Tujuan Tugas 1: Menurut teks tentang masalah lembaga pendidikan Islam, ranah apa yang terabaikan karena kurikulum madrasah lebih menekankan ranah kognitif?
Tujuan Tugas 2: Ubahlah paragraf dalam teks tentang masalah lembaga pendidikan Islam yang diawali "Pada lembaga pendidikan Islam, khususnya madrasah" menjadi daftar singkat tanpa menghilangkan fakta pokoknya.
Tujuan Tugas 3: Tuliskan lanjutan teks tentang masalah lembaga pendidikan Islam, dimulai setelah kalimat terakhir yang ditampilkan.

Teks Bacaan:
________
2. Lemahnya visi dan misi kelembagaan

      Sekarang ini, visi dan misi menjadi masalah serius bagi lembaga pendidikan Islam. Jika ditinjau di lapangan, banyak lembaga khususnya madrasah di Tanah Air tidak memiliki visi atau arah yang jelas mengenai pengelolaan pendidikan yang baik, sehingga madrasah belum mempunyai perencanaan dan penataan baik yang mengakibatkan pada tatanan implementasi cenderung berjalan apa adanya.

3. Kurikulum yang overloaded 

      Kurikulum menjadi persoalan yang sangat urgen dalam dunia pendidikan. Kurikulum di madrasah sarat dengan materi (overloaded) dan bahkan tidak memiliki keterikatan antara pelajaran agama dengan pelajaran umum. Kurikulum di madrasah lebih menekankan pada ranah kognitif saja, sementara ranah afektif dan psikomotorik menjadi terabaikan. Seharusnya, kurikulum harus segera diperbaiki karena tanpa kurikulum yang tepat, maka lembaga Pendidikan Islam akan sulit mencapai tujuan pendidikan.

4. Rendahnya daya saing lembaga pendidikan islam 

       Dilihat dari aspek lulusan, lulusan madrasah sangat berbeda dengan lulusan dari sekolah-sekolah umum dimana lulusan sekolah umum memiliki aspek yang lebih terbuka untuk melanjutkan ke perguruan tinggi umum, sedangkan bagi lulusan madrasah memperoleh keterbukaan yang luas hanya pada perguruan tinggi Islam. Sebenarnya madrasah memiliki keunggulan yang lebih dibanding dengan sekolah umum karena muatan pendidikan agama di madrasah lebih banyak daripada di sekolah umum. Ini berarti pendidikan moral yang dikandung dalam pendidikan agama lebih banyak diberikan pada madrasah. Namun pada kenyataannya, madrasah masih kurang mampu untuk bersaing dan bersaing dengan lulusan sekolah umum.

5. Tenaga pendidik dan kependidikan yang kurang profesional

       Pada lembaga pendidikan Islam, khususnya madrasah, banyak guru yang mengajar bukan pada bidang keahliannya. Hal ini menjadikan aspek profesionalisme guru terabaikan. Oleh karena itu proses pembelajaran yang berlangsung lebih cenderung pada pola mengajar (teaching, ta'lim) saja, bukan mendidik (education, tarbiyah dan ta'dib).
________
Daftar Entri:
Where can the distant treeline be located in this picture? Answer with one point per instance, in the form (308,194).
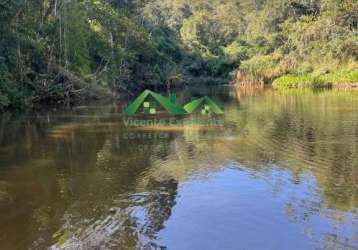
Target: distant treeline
(56,51)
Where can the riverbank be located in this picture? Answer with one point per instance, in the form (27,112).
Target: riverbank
(345,80)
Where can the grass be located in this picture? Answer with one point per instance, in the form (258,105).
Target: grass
(312,80)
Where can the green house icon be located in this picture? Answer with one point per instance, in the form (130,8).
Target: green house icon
(207,105)
(150,101)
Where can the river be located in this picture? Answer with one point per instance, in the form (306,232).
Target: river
(280,171)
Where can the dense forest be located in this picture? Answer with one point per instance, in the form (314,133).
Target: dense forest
(57,51)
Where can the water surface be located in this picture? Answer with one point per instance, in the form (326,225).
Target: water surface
(280,173)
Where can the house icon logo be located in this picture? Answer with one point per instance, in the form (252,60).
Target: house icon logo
(149,103)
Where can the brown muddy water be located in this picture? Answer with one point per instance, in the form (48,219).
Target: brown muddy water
(279,172)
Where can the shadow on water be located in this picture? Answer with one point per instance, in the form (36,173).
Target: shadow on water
(282,164)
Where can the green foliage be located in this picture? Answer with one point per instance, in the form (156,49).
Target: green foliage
(317,81)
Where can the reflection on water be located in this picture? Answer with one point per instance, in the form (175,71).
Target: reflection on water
(282,173)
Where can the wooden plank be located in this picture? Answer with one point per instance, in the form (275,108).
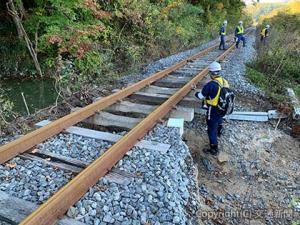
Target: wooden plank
(170,83)
(111,120)
(62,166)
(13,210)
(29,140)
(68,160)
(60,202)
(125,106)
(109,137)
(295,103)
(160,98)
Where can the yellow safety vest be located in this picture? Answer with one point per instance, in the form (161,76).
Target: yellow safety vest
(223,83)
(240,30)
(263,32)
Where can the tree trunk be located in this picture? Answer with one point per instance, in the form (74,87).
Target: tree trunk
(14,13)
(11,7)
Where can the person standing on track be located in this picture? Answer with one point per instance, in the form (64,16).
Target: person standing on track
(239,35)
(210,94)
(222,35)
(264,34)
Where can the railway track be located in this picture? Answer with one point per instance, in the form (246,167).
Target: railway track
(152,99)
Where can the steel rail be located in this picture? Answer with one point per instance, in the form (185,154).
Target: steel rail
(68,195)
(37,136)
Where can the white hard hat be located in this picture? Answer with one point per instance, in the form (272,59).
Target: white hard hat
(214,67)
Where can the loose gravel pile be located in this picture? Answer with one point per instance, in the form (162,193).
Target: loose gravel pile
(162,186)
(165,62)
(31,180)
(234,68)
(75,146)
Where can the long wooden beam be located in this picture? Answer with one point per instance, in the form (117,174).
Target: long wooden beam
(59,203)
(28,141)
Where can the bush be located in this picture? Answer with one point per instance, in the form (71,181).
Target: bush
(277,63)
(98,36)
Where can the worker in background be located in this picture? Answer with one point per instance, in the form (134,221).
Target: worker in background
(239,35)
(210,94)
(264,34)
(222,35)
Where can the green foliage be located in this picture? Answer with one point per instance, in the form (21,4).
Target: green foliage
(99,36)
(5,110)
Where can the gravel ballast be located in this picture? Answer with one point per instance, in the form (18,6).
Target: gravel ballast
(31,180)
(75,146)
(159,191)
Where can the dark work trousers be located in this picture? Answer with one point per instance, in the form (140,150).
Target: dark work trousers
(214,120)
(222,42)
(240,37)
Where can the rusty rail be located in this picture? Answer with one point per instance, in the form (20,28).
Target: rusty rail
(59,203)
(28,141)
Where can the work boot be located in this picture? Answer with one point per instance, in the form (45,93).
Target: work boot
(213,149)
(220,130)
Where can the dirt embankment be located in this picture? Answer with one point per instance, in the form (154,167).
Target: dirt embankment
(260,181)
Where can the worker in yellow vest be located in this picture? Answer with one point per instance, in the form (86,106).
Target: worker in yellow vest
(210,94)
(239,35)
(264,34)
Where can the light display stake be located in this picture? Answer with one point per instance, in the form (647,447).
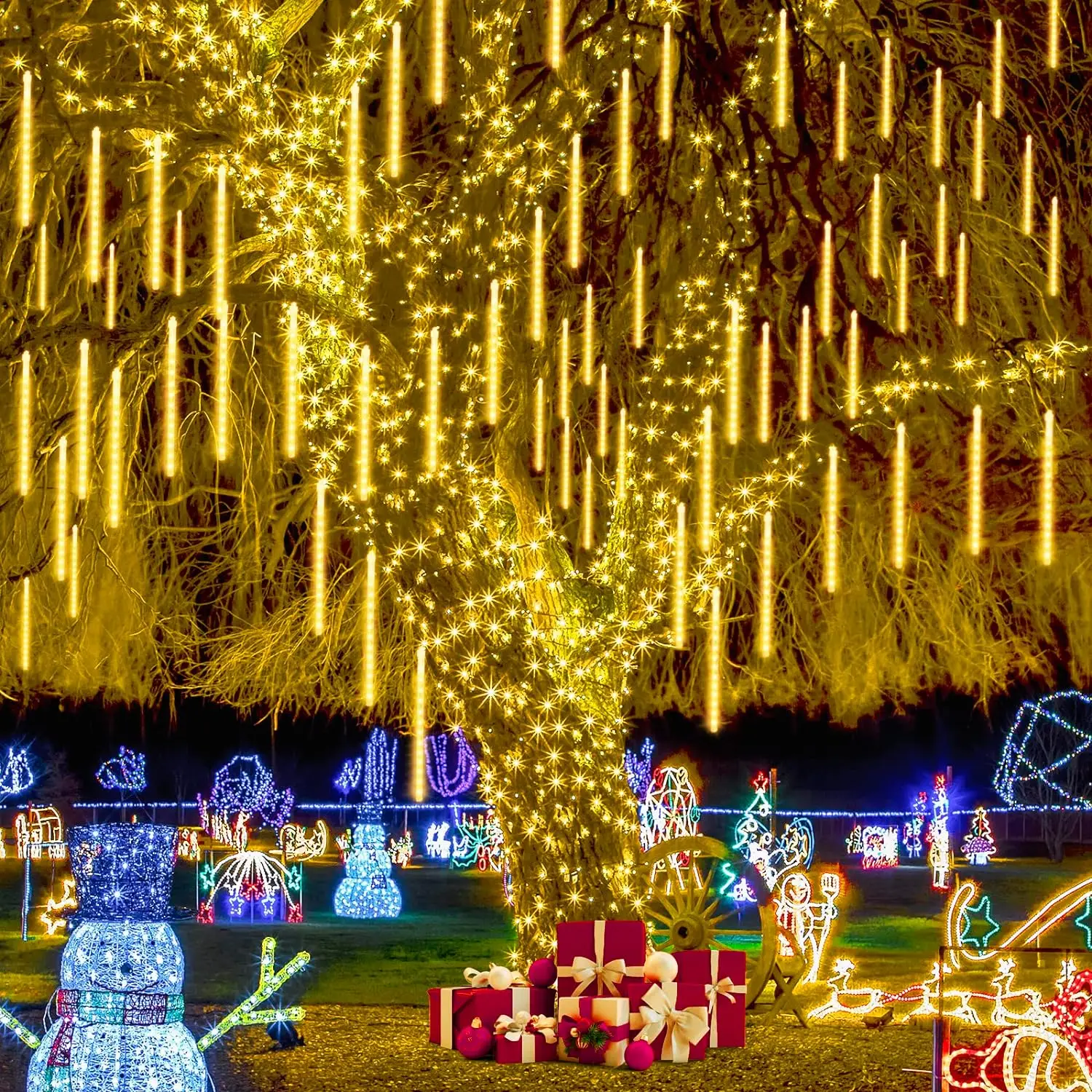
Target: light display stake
(1028,188)
(364,427)
(493,355)
(432,413)
(853,368)
(60,510)
(95,207)
(781,74)
(804,367)
(290,439)
(830,522)
(666,89)
(576,213)
(419,723)
(170,401)
(962,270)
(155,218)
(1054,251)
(395,106)
(974,465)
(899,499)
(764,379)
(937,155)
(978,154)
(25,425)
(587,339)
(713,663)
(825,314)
(537,280)
(705,483)
(678,579)
(353,163)
(26,152)
(115,441)
(766,590)
(319,561)
(1046,493)
(625,157)
(438,54)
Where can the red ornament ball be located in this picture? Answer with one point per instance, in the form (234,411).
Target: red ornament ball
(542,973)
(639,1054)
(474,1042)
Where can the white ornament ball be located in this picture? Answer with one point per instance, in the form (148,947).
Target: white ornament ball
(661,967)
(500,978)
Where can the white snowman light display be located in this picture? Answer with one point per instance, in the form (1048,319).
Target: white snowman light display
(120,1004)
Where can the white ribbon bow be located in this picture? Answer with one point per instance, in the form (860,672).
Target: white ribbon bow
(684,1028)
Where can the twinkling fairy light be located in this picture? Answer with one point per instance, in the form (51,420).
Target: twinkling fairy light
(766,589)
(713,653)
(170,400)
(705,483)
(1046,493)
(974,485)
(899,499)
(733,380)
(625,152)
(26,152)
(319,561)
(290,438)
(395,106)
(60,510)
(574,202)
(781,74)
(937,154)
(537,280)
(1054,251)
(432,414)
(25,425)
(223,384)
(115,441)
(962,271)
(678,578)
(804,366)
(371,631)
(1028,188)
(493,355)
(853,368)
(155,218)
(353,162)
(587,351)
(764,380)
(364,427)
(95,207)
(830,523)
(666,84)
(83,423)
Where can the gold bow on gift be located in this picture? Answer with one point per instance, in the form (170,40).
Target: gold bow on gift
(684,1028)
(585,971)
(523,1024)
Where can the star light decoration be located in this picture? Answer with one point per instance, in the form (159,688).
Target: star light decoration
(727,378)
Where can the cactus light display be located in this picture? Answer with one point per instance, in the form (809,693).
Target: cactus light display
(502,357)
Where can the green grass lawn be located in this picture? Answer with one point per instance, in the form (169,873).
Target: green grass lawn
(890,925)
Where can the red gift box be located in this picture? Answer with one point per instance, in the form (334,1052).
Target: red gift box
(523,1037)
(594,959)
(672,1017)
(578,1016)
(724,976)
(451,1009)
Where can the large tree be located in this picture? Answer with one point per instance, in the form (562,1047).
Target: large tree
(546,625)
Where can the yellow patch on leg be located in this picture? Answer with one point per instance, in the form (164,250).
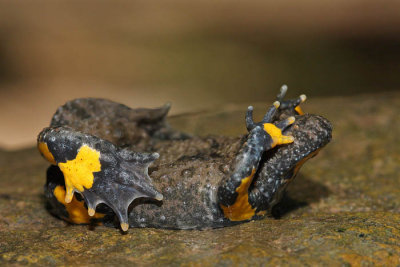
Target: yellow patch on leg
(241,210)
(77,212)
(299,110)
(44,150)
(78,173)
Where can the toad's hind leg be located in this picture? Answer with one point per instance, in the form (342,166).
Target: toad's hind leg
(233,194)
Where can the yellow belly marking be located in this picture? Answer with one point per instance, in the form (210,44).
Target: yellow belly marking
(78,173)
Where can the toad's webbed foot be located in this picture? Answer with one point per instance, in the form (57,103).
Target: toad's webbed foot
(259,179)
(98,170)
(233,195)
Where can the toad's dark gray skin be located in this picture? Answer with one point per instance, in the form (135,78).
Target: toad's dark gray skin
(104,153)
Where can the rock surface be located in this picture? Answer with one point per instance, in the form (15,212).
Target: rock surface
(342,209)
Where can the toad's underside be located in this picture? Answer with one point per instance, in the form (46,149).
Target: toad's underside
(104,153)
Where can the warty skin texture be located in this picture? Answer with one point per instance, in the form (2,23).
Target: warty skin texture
(200,182)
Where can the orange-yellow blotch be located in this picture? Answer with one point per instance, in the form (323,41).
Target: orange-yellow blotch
(241,210)
(44,150)
(276,135)
(299,110)
(77,212)
(78,173)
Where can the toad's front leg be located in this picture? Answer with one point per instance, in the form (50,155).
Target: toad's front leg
(233,194)
(259,179)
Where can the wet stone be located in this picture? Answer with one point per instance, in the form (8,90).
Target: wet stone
(342,209)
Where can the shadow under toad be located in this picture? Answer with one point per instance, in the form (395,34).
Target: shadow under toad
(300,193)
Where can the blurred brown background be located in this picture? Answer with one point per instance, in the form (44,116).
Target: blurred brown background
(196,54)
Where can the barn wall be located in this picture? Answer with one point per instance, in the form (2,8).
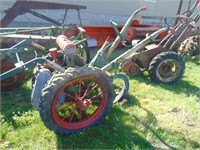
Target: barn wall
(100,12)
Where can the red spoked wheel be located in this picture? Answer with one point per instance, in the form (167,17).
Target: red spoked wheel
(76,101)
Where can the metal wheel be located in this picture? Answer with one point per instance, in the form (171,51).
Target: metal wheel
(167,67)
(77,100)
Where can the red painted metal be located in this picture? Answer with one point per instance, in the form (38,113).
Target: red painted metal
(67,46)
(100,33)
(76,106)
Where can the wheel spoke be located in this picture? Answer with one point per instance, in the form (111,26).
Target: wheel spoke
(69,95)
(88,91)
(80,86)
(96,96)
(65,107)
(86,114)
(70,113)
(75,93)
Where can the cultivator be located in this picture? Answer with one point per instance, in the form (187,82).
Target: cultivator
(72,98)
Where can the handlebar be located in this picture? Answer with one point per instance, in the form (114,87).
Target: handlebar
(122,34)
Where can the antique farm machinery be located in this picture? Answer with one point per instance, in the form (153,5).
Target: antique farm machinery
(72,98)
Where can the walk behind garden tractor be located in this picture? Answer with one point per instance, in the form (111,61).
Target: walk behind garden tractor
(72,98)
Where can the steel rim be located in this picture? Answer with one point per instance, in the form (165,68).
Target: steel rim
(79,103)
(168,70)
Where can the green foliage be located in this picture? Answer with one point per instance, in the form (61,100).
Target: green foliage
(151,117)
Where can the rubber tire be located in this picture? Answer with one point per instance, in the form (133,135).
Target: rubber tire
(193,46)
(86,50)
(57,81)
(154,64)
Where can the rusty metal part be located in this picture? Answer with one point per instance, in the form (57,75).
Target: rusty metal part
(190,46)
(130,68)
(25,6)
(67,46)
(144,57)
(12,82)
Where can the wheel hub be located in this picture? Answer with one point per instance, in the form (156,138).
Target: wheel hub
(83,104)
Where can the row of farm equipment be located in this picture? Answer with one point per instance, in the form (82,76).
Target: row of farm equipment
(70,92)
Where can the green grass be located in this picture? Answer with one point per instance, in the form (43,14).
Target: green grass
(152,117)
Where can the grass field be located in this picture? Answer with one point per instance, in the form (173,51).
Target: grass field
(151,117)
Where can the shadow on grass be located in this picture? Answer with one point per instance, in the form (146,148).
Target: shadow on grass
(116,132)
(112,133)
(181,86)
(14,103)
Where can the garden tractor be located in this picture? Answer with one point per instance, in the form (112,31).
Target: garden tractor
(72,98)
(162,60)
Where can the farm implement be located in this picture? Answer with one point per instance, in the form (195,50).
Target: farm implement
(71,96)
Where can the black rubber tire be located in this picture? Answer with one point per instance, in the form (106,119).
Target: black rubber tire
(166,62)
(85,53)
(50,98)
(193,46)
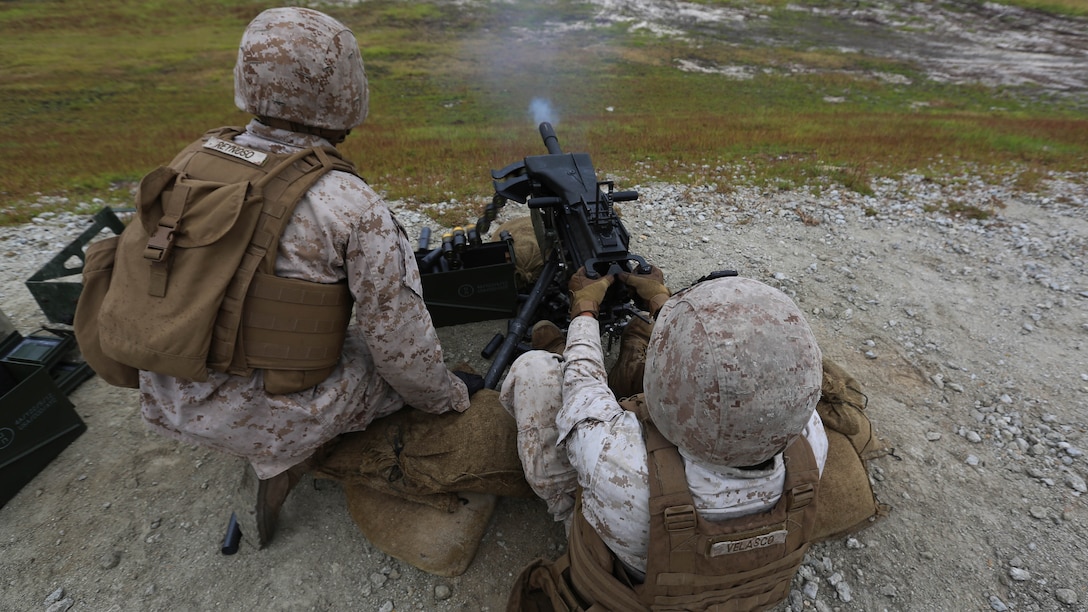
________
Hasil Jawaban 1: Ranah afektif dan psikomotorik.

Hasil Jawaban 2:
- Di madrasah, banyak guru mengajar di luar bidang keahliannya.
- Akibatnya, profesionalisme guru terabaikan.
- Pembelajaran cenderung hanya berpola mengajar (teaching, ta'lim), bukan mendidik (education, tarbiyah dan ta'dib).

Hasil Jawaban 3:
6. Dikotomi ilmu pengetahuan

       Saat ini pendidikan dikembangkan dengan memisahkan antara ilmu-ilmu agama dan ilmu-ilmu umum. Para tokoh agama mempunyai pendapat bahwa cukuplah hidup di dunia ini dengan berbekal ilmu agama, walaupun gagap ilmu dan teknologi tidak akan membuat kita merasa terancam dan terasing oleh kehidupan dan justru akan mampu mengendalikan kehidupan dengan baik, bukan sebaliknya dikendalikan oleh kehidupan itu sendiri. Berbeda halnya dengan kehidupan yang hanya dibekali dengan ilmu-ilmu umum saja, mereka akan merasakan kehidupan yang hampa walaupun terlihat nyaman dalam buaian ilmu dan teknologi. Pendidikan Islam selama ini hanyut dalam pemikiran sekuler, sehingga secara tidak sadar melakukan dikotomisasi antara pendidikan keimanan (ilmu-ilmu agama) dengan pendidikan umum (ilmu pengetahuan) dan pendidikan akhlak (etika).

         Pemisahan ini berdampak pada perbedaan sikap di kalangan umat Islam terhadap kedua disiplin ilmu tersebut. Ilmu agama diperlakukan sebagai ilmu Allah yang bersifat sakral dan wajib dipelajari, sedangkan ilmu umum, baik ilmu kealaman maupun sosial bersifat profan dan tidak wajib untuk dipelajari. Hal ini berimbas pada kemunduran umat Islam di bidang ilmu pengetahuan. Dengan demikian, terjadi reduksi ilmu agama dan pendangkalan ilmu-ilmu umum. Situasi tersebut membawa akibat ilmu-ilmu agama menjadi  tidak menarik karena terlepas dari kehidupan nyata, sedangkan ilmu-ilmu umum berkembang tanpa sentuhan etika dan spiritualitas agama, sehingga kehilangan makna dan bersifat destruktif.

Paradigma Manajemen Pendidikan Islam

1. Meningkatkan kualitas dan kuantitas tenaga pendidik

        Sebagai seorang pendidik barang tentu harus memiliki kualitas agar mutu pembelajaran tidak dipandang sebelah mata. Guru dianggap sebagai pusat pembelajaran bagi peserta didik, dimana ia harus tau dan tempat mencari tau. Sudah septutnya guru dilengkapi dengan bekal yang matang agar mutu yang diberikan juga jelas dan menghasilkan sdm yang berkualitas.

2. Menentukan visi misi yang sesuai dengan Al-Qur'an dan Hadits

         Untuk mewujudkan pendidikan yang berkualitas dan berdaya saing tinggi, visi lembaga Pendidikan Islam harus dirumuskan berdasarkan tujuan pendidikan Islam, harapan dan keingingan masyarakat dan stakeholders pendidikan serta memuat cita-cita yang luhur dalam mewujudkan Pendidikan Islam yang berkualitas.

3. Memiliki sarana dan prasarana serta peningkatan daya saing melalui IPTEK

         Sarana dan prasaran berguna menunjang pendidikan agar sesuai dengan standar pendidikan nasional yang baik. Era globalisasi yang serba teknologi juga menuntut lembaga pendidikan untuk berinovasi menciptakan hal-hal berbau teknologi yang mendorong mutu pendidikan. Selain itu juga berguna agar peserta didik mampu berdaya saing ditengah arus globalisasi yang kuat.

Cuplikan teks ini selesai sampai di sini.